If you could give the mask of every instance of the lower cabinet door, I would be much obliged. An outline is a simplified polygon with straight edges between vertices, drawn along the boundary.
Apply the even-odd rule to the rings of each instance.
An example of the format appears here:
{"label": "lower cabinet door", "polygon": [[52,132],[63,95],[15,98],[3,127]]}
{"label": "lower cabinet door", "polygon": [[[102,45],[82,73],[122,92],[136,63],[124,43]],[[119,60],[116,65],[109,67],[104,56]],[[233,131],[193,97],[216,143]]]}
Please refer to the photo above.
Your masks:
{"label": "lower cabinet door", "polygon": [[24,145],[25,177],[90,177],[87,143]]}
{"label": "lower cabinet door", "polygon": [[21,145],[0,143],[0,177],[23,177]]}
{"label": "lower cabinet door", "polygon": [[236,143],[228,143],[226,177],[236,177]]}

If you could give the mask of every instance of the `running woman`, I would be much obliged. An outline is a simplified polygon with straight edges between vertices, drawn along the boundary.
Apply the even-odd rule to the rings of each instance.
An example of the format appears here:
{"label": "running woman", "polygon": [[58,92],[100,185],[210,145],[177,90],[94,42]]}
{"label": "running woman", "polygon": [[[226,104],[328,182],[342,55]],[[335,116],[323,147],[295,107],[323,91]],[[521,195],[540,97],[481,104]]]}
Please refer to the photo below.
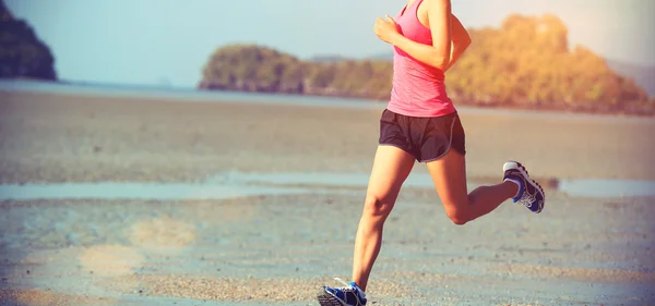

........

■ **Challenge**
Please count the lines in the listing above that contain the word "door", and reply with only that number.

■ **Response to the task**
6